— Given task —
Can you write out the whole listing exactly?

Records from a dataset
- - - - - - -
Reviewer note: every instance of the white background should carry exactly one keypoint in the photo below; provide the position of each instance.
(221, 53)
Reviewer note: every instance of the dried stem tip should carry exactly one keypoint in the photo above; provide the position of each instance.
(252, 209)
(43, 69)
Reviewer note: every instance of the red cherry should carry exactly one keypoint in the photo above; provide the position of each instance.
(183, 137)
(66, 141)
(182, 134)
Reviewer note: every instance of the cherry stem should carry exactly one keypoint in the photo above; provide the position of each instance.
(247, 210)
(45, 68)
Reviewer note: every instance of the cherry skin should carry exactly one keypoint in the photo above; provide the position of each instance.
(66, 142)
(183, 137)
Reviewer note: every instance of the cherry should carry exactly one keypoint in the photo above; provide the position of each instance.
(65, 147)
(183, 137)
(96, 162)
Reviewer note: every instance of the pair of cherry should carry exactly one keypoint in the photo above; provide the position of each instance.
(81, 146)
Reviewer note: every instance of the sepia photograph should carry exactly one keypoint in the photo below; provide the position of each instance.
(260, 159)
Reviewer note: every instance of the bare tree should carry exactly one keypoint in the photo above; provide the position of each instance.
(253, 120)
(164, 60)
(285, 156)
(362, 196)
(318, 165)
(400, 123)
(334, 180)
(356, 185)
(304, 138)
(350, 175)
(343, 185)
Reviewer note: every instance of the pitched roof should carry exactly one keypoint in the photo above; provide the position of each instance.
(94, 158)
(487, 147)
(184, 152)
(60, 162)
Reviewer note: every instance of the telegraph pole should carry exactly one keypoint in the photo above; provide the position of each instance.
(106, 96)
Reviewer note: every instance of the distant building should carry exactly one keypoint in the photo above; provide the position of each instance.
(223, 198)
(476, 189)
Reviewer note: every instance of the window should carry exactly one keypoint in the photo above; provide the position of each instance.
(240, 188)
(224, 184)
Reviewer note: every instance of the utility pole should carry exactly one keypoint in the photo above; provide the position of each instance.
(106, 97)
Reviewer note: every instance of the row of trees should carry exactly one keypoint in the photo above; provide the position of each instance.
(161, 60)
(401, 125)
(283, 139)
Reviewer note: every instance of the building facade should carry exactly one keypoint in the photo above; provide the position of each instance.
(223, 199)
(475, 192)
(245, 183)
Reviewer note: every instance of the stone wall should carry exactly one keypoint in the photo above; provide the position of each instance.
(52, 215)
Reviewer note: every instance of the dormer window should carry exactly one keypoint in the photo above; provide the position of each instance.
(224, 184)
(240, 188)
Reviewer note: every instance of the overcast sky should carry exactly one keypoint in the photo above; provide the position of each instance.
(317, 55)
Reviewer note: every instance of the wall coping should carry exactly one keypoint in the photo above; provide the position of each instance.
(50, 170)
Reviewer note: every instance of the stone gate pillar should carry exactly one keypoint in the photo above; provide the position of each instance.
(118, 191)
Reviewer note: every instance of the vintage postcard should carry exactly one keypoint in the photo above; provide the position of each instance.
- - - - - - -
— Complete answer —
Reviewer note: every instance of the white background should carry exactly one keypoint in the photo below; provide the position of each instance.
(221, 53)
Reviewer note: every instance of the dried stem tip should carry exactly one keypoint in the photo above; provide the position of each instance.
(252, 209)
(43, 69)
Reviewer note: every instance of the red cherry should carry exactly one keypoint in the photo above; provide the position of each instance.
(183, 137)
(66, 141)
(182, 134)
Reviewer note: every instance of the cherry stem should carry exactly one keypoint in the photo above; provide the position of each instance.
(247, 210)
(45, 68)
Reviewer note: every instance of the cherry skin should carry exactly one keypoint in the photo above; provide the position of each instance.
(66, 142)
(183, 137)
Reviewer note: every instance of the cherry should carry exactly one keypoint in the photo above; provide the position of each instance.
(65, 147)
(183, 137)
(96, 162)
Reviewer note: every instance of the pair of cherry should carry exactly one keypoint in the photo above; provide the position of each instance.
(81, 146)
Reviewer note: every instance of the sepia photograph should carry exactly one keypoint in the photo below; provide the position of each instance.
(260, 159)
Reviewer note: every instance of the bare tree should carry exactly one keypoint in the photo above; provide the position of each instance.
(253, 120)
(164, 60)
(285, 156)
(362, 196)
(318, 165)
(400, 123)
(334, 180)
(356, 185)
(304, 138)
(350, 175)
(343, 185)
Reviewer note: every instance of the pitched roof should carry exactly one keypoint in the photo above; provide the position of each instance.
(94, 158)
(487, 147)
(184, 152)
(60, 162)
Reviewer note: every instance of the telegraph pole should carry exactly one keypoint in the photo above; provide the position of each instance.
(106, 96)
Reviewer note: every instance of the distant building should carry exactly one keypoint in the photo above; provide the position of each instance.
(223, 198)
(476, 189)
Reviewer note: every instance of the window should carry exactly one keypoint in the photo above; provide the position of each instance.
(240, 188)
(224, 184)
Reviewer note: every instance of the utility pole should carry exactly one keypoint in the photo above; provide the position of each instance.
(106, 97)
Reviewer note: every instance of the row of trees should carry exactly one keypoint in the photo above; provide the position of each instance.
(161, 60)
(401, 125)
(283, 139)
Reviewer note: every instance of the building facade should carry exactly one keypoint in the photo above; provide the position of each instance.
(223, 199)
(475, 192)
(245, 183)
Reviewer note: every instance of the stone wall should carry exactly one keypoint in the photo above; provide the position of each instance.
(52, 215)
Reviewer note: every instance of the dormer window should carry exactly one keypoint in the photo above; provide the position of each instance.
(224, 184)
(240, 188)
Reviewer note: every instance of the overcast sky should carry exactly one keypoint in the photo above; provide the position of each instance.
(317, 55)
Reviewer note: every instance of the wall coping should carry exactly one keypoint in the photo above; provide the position of each instance.
(50, 170)
Reviewer note: every instance of the stone gate pillar should carry exactly one keypoint in the photo above; provide the position of each instance.
(118, 191)
Reviewer note: every instance of the vintage postcard should carry exactly one keypoint in the photo above; provide the position of each instance.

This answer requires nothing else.